Directions:
Copy the lines exactly as they appear, starting with the first line and continuing through the line that contains "M 122 211 L 59 227 L 94 322 L 163 263 Z", with both of those lines included.

Records provided:
▼▼▼
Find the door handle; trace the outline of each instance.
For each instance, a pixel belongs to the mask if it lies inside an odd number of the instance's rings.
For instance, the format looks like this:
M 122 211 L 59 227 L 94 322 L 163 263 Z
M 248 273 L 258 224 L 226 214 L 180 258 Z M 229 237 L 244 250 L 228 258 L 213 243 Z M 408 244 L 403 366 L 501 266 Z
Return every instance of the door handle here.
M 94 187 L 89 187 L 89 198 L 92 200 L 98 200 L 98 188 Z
▲▲▲
The solution:
Find the door handle; trace the outline of each instance.
For each instance, a pixel belongs to the mask if it lies inside an odd number of the instance's rings.
For instance, the format looks like this:
M 122 211 L 59 227 L 94 322 L 163 263 Z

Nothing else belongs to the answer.